## Énoncé:
Relevez toutes les entreprises nommées dans l'extrait. Pour chacune, précisez son ancien nom lorsque celui-ci est indiqué.

─── Extrait

Directeur général et responsable Technologies et télécoms
British International Investment

Parcours

Depuis qu’il a rejoint British International Investment (BII, anciennement CDC Group) en 2018, Abhinav Sinha a pris la responsabilité de quelques-uns des investissements les plus importants du groupe, parmi lesquels Liquid Intelligent Technologies, le plus grand fournisseur indépendant de services pour le cloud et la fibre optique en Afrique, ou encore Safaricom Ethiopia, premier réseau mobile privé d’Éthiopie. Avant de rejoindre BII, Abhinav Sinha était associé chez Fidelity Growth Partners, où il était chargé de la construction du portefeuille dans l’industrie et les télécommunications.

──────
─── Données sources

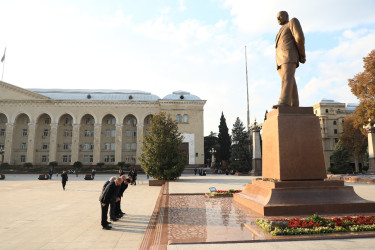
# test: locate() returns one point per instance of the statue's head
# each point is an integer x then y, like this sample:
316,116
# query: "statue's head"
282,17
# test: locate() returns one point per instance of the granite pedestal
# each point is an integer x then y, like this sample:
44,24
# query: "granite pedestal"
293,157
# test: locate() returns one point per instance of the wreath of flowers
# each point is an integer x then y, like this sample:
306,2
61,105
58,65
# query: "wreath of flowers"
316,224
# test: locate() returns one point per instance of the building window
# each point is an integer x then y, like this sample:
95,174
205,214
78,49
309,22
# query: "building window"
68,121
111,121
88,158
109,158
44,158
90,121
109,146
22,158
67,158
24,132
131,121
89,133
131,133
67,132
45,146
178,118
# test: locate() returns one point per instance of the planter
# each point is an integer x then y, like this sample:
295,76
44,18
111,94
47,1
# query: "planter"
43,177
156,182
89,177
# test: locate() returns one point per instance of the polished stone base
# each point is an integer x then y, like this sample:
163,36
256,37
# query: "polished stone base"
257,167
302,198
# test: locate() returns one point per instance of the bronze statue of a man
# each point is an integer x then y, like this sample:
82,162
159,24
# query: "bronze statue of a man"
290,51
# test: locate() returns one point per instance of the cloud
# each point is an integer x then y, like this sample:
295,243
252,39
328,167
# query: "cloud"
259,17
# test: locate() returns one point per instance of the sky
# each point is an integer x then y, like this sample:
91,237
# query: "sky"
161,46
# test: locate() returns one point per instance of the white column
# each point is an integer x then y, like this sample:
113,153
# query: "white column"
75,142
53,142
97,146
8,145
140,126
31,143
118,152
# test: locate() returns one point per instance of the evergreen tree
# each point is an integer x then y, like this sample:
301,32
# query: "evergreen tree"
161,157
363,87
240,151
210,142
223,154
340,160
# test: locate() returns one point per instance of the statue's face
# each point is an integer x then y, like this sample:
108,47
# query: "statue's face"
282,18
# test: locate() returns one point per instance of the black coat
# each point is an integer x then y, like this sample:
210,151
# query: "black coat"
64,177
123,187
109,194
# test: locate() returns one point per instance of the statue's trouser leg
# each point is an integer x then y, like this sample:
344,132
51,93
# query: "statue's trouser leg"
289,91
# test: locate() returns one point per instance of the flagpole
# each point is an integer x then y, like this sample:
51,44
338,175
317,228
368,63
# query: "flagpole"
3,61
247,93
2,75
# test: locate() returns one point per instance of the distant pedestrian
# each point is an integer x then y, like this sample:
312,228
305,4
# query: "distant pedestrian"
50,172
64,178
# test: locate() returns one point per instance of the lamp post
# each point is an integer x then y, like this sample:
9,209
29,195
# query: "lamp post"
212,151
2,155
370,129
257,153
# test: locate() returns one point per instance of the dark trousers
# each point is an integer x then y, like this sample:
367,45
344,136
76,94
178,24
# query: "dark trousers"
118,210
112,208
104,214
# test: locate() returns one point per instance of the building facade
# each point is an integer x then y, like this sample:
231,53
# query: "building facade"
90,126
331,116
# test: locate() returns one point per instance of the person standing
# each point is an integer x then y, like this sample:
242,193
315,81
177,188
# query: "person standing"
124,185
107,195
290,51
133,175
64,178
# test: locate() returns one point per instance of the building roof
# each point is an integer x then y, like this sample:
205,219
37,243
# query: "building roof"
97,94
181,95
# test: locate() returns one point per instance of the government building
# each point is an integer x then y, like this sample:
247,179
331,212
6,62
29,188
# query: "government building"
91,126
331,116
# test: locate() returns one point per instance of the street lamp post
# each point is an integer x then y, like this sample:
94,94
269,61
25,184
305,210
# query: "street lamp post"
257,153
370,129
2,155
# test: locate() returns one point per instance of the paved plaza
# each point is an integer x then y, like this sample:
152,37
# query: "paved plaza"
40,215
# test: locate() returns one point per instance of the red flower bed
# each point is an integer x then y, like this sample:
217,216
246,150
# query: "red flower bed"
317,221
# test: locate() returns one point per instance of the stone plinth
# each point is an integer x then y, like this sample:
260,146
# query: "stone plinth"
292,145
302,198
293,156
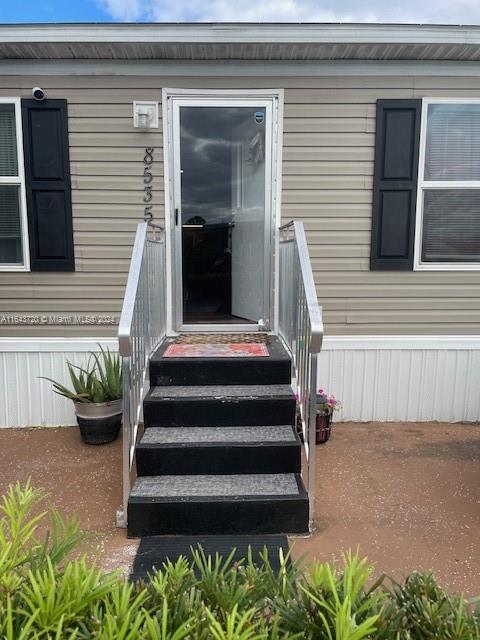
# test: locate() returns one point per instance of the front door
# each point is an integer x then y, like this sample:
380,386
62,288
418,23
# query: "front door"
222,213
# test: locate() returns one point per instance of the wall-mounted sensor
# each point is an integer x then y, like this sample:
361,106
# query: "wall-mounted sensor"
145,115
38,94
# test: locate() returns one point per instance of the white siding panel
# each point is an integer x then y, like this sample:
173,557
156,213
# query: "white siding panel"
404,378
27,399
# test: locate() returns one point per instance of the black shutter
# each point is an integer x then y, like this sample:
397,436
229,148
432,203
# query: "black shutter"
47,173
395,184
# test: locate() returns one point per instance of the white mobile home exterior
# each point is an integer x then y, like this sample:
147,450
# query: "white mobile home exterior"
399,344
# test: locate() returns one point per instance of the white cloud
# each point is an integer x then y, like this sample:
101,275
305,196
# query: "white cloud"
429,11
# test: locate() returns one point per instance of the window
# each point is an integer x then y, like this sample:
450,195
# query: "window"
448,208
13,226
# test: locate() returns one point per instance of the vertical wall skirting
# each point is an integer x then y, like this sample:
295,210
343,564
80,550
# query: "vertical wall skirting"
403,378
27,400
382,378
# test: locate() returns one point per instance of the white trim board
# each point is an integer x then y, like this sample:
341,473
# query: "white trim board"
402,378
248,33
55,345
248,68
383,378
383,342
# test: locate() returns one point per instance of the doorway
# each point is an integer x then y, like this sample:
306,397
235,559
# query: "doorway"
222,211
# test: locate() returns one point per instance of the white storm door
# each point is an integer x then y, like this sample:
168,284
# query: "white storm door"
250,212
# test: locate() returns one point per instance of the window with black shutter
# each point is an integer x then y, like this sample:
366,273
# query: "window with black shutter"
395,184
48,191
14,254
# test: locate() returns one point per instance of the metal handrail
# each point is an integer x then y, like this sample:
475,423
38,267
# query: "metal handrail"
141,329
301,329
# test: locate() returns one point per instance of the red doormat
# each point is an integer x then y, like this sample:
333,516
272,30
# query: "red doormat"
218,350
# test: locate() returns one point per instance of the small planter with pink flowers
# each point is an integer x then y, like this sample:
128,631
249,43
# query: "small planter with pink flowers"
326,405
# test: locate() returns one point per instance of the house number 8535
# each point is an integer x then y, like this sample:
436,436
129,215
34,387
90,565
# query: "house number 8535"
147,181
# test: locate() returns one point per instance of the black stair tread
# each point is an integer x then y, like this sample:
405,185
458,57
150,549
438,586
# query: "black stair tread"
214,487
211,436
154,551
220,392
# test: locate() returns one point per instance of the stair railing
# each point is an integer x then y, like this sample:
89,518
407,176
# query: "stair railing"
301,329
141,329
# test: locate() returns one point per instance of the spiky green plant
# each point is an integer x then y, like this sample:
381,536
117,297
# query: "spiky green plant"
99,381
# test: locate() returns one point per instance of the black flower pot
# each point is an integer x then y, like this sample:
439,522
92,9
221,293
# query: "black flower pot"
99,423
323,427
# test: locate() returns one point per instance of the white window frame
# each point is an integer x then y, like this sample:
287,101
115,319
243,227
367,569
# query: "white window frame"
19,181
437,184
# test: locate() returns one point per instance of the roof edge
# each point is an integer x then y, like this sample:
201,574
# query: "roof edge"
301,33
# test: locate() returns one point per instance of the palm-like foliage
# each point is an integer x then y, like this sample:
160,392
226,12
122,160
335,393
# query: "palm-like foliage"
99,381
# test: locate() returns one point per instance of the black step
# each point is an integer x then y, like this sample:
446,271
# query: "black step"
209,405
272,369
154,551
222,450
218,504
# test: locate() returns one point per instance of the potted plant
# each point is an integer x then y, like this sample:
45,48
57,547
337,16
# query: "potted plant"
326,405
96,395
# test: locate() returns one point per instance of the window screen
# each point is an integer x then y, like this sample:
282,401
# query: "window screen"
11,250
451,210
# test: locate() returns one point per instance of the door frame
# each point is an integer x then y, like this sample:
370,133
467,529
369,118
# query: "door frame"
272,100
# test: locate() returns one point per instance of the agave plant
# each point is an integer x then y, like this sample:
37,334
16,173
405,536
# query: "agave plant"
99,381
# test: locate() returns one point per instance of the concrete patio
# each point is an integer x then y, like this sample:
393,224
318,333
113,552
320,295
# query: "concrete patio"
407,494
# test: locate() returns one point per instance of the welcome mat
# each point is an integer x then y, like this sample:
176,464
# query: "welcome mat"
216,350
222,338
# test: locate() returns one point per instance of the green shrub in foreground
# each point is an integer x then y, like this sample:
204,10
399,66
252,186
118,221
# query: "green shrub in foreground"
45,595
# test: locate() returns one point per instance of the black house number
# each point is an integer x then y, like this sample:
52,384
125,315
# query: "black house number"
147,181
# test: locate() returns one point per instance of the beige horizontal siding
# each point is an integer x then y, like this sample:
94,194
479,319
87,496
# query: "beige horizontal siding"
329,125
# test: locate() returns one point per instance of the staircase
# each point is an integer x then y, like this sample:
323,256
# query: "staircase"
219,453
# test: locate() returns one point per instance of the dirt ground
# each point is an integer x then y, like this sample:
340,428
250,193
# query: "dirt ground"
407,494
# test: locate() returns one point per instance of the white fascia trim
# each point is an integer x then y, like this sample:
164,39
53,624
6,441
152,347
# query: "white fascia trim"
330,343
401,342
254,68
65,345
306,33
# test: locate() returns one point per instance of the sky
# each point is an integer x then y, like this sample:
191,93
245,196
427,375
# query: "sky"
413,11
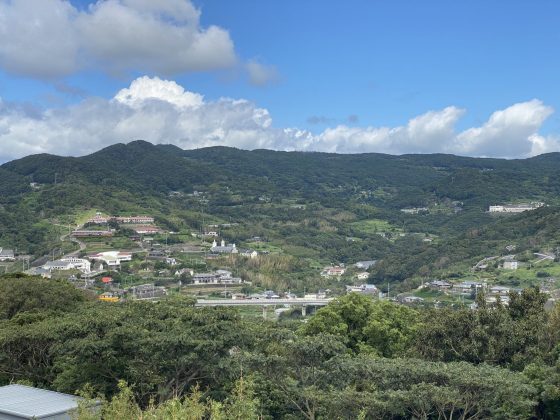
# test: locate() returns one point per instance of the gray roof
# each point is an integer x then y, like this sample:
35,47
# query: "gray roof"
365,264
6,253
20,401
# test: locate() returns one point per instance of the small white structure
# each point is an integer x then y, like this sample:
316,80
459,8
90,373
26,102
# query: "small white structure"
68,263
511,265
112,258
171,261
217,277
250,253
364,265
223,248
7,255
335,271
365,289
25,402
515,208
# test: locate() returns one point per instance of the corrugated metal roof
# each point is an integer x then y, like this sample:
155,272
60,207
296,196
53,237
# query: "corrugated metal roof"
29,402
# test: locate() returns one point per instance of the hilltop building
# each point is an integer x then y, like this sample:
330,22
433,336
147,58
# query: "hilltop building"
216,277
365,265
68,263
25,402
7,255
223,248
514,208
112,258
335,271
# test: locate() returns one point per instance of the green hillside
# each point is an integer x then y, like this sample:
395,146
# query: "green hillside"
317,208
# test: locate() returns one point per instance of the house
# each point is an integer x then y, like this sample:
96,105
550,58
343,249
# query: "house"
514,208
366,289
439,284
217,277
134,219
415,210
499,290
466,287
365,265
271,294
321,294
223,248
250,253
68,263
91,233
156,254
171,261
510,265
99,219
147,230
7,255
335,271
147,291
39,271
25,402
109,297
186,271
112,258
411,299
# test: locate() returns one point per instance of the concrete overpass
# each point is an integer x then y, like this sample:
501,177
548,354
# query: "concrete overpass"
264,303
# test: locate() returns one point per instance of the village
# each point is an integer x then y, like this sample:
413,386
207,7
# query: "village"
124,257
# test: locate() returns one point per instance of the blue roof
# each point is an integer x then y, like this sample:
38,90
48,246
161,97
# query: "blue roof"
28,402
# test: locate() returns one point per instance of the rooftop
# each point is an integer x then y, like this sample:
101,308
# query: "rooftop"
28,402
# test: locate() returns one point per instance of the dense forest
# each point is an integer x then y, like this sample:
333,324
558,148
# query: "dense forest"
355,358
317,207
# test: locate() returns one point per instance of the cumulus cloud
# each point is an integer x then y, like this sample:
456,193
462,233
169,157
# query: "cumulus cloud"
161,111
51,38
510,132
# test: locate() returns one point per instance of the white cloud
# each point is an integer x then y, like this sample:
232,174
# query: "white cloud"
161,111
260,74
507,133
144,89
51,38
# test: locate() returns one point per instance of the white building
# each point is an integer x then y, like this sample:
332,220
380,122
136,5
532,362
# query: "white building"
511,265
112,258
514,208
223,248
68,263
7,255
335,271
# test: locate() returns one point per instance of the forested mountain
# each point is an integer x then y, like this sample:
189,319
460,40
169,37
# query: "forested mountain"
327,207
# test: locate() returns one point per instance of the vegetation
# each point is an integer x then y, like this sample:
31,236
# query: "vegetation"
356,358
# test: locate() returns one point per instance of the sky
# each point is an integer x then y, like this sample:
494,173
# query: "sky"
476,78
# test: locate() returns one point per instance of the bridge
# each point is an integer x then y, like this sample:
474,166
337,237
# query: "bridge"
304,303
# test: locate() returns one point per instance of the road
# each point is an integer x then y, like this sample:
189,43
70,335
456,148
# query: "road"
262,302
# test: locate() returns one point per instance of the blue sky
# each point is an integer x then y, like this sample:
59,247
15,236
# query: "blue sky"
357,76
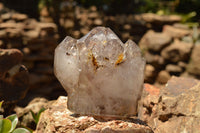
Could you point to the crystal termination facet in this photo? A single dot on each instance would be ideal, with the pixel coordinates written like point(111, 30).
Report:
point(102, 76)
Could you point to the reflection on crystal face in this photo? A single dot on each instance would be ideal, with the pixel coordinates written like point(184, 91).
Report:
point(101, 75)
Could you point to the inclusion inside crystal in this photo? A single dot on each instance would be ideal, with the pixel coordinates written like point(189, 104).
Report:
point(102, 76)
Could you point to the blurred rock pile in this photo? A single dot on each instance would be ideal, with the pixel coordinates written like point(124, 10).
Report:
point(37, 41)
point(174, 108)
point(78, 21)
point(170, 52)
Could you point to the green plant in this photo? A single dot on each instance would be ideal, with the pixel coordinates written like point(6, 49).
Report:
point(8, 124)
point(36, 116)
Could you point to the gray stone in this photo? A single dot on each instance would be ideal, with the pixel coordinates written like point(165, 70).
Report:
point(57, 118)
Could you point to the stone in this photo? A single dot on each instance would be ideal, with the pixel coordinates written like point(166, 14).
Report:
point(25, 115)
point(154, 41)
point(171, 68)
point(154, 59)
point(8, 59)
point(160, 19)
point(57, 118)
point(14, 78)
point(194, 64)
point(175, 32)
point(178, 108)
point(174, 108)
point(177, 51)
point(148, 104)
point(102, 76)
point(150, 73)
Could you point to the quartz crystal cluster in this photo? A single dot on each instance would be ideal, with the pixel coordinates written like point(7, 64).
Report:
point(102, 76)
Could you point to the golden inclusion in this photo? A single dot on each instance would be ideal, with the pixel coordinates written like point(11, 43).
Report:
point(102, 76)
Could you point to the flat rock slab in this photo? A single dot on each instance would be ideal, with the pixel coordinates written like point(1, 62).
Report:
point(57, 118)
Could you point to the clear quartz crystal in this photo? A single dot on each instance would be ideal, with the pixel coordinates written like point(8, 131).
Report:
point(102, 76)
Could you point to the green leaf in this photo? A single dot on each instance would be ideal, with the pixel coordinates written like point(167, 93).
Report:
point(1, 103)
point(5, 125)
point(29, 129)
point(20, 130)
point(14, 121)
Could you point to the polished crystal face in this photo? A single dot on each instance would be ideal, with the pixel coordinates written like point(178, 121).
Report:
point(102, 76)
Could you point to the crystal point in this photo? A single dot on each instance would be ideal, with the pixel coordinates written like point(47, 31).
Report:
point(102, 76)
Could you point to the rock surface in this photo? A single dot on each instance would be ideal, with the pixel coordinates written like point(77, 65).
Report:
point(154, 41)
point(177, 51)
point(57, 118)
point(14, 77)
point(194, 64)
point(25, 115)
point(175, 108)
point(102, 75)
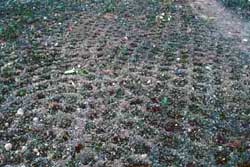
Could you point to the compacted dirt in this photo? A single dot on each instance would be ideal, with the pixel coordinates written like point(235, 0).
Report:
point(145, 84)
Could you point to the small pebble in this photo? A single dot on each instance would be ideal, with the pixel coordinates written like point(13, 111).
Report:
point(220, 148)
point(245, 40)
point(208, 68)
point(8, 146)
point(24, 148)
point(20, 112)
point(6, 124)
point(35, 119)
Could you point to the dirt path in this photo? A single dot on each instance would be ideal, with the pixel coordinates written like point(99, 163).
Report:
point(230, 25)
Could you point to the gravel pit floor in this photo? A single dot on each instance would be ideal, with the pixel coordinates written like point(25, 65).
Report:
point(135, 83)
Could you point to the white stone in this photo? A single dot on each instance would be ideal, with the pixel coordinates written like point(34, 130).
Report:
point(35, 119)
point(8, 146)
point(245, 40)
point(24, 148)
point(20, 112)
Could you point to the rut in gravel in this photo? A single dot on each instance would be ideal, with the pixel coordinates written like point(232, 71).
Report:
point(110, 109)
point(230, 25)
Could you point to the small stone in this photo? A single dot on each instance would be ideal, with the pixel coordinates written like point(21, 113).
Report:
point(8, 146)
point(20, 112)
point(208, 68)
point(245, 40)
point(35, 119)
point(23, 148)
point(220, 148)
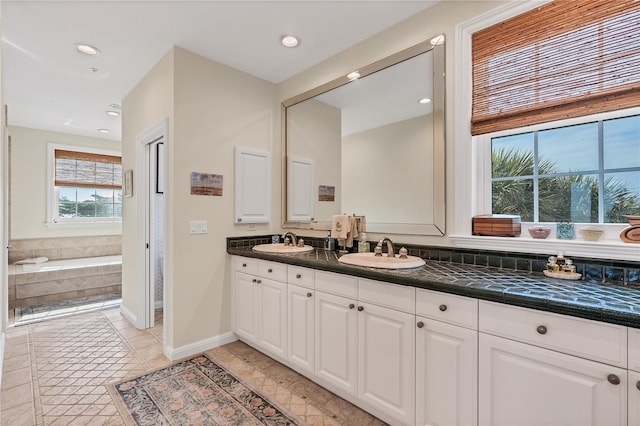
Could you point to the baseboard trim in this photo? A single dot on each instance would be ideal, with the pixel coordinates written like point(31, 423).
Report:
point(129, 315)
point(198, 347)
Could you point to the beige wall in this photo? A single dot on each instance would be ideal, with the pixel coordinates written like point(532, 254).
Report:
point(439, 19)
point(28, 180)
point(149, 102)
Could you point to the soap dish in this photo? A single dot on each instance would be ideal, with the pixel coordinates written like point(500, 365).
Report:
point(563, 275)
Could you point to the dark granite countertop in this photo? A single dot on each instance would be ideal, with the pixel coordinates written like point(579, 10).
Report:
point(608, 303)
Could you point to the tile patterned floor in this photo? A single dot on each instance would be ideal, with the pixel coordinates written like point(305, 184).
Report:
point(55, 373)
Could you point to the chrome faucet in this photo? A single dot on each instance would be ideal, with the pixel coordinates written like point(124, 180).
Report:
point(289, 242)
point(390, 251)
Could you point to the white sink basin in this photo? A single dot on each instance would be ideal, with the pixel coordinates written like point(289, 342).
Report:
point(370, 260)
point(280, 248)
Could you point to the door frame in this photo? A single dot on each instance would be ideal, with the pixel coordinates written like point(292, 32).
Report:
point(145, 316)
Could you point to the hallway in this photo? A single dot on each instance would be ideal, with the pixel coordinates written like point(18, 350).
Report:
point(55, 373)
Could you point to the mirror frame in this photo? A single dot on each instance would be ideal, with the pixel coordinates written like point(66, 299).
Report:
point(439, 137)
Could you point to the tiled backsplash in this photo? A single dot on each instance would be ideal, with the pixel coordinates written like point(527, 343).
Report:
point(65, 248)
point(613, 272)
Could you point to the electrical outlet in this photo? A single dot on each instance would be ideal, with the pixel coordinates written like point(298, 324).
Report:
point(198, 227)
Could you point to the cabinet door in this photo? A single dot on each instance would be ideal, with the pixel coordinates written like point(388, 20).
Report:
point(245, 307)
point(386, 361)
point(520, 384)
point(272, 314)
point(634, 398)
point(336, 341)
point(446, 374)
point(300, 302)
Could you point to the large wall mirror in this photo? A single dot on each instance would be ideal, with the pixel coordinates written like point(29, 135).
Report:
point(371, 144)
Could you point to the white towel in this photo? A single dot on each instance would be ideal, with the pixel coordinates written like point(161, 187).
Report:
point(340, 226)
point(33, 261)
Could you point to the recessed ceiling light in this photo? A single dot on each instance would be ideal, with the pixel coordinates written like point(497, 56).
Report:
point(288, 40)
point(87, 49)
point(439, 39)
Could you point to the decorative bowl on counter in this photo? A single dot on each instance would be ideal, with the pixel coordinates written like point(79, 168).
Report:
point(539, 231)
point(591, 233)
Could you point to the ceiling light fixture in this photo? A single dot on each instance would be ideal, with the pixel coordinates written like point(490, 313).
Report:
point(437, 40)
point(288, 40)
point(87, 49)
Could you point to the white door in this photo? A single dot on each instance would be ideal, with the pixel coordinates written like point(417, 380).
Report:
point(386, 361)
point(634, 398)
point(336, 341)
point(272, 314)
point(520, 384)
point(300, 303)
point(245, 307)
point(446, 374)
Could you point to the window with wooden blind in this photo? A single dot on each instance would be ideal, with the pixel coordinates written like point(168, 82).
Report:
point(86, 186)
point(568, 58)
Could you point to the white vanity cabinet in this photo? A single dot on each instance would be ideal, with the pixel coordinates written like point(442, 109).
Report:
point(446, 359)
point(260, 304)
point(529, 375)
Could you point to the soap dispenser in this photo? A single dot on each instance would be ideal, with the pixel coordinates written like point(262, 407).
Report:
point(329, 243)
point(363, 244)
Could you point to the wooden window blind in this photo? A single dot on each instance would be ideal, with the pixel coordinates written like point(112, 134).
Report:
point(83, 169)
point(565, 59)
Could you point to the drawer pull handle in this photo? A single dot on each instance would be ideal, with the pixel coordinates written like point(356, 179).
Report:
point(613, 379)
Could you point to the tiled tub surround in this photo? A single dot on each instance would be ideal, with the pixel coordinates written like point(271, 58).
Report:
point(61, 280)
point(494, 276)
point(94, 268)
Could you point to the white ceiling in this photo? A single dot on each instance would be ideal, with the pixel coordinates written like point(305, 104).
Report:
point(48, 84)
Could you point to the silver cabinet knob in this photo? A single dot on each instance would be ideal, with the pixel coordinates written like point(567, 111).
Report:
point(613, 379)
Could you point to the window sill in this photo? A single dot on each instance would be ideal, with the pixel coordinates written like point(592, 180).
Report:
point(603, 249)
point(105, 224)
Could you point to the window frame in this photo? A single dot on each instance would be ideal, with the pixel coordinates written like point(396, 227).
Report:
point(484, 156)
point(52, 191)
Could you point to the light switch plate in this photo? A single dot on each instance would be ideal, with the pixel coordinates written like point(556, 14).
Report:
point(198, 227)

──────

## Corrigé:
- British International Investment (BII), anciennement CDC Group
- Liquid Intelligent Technologies
- Safaricom Ethiopia
- Fidelity Growth Partners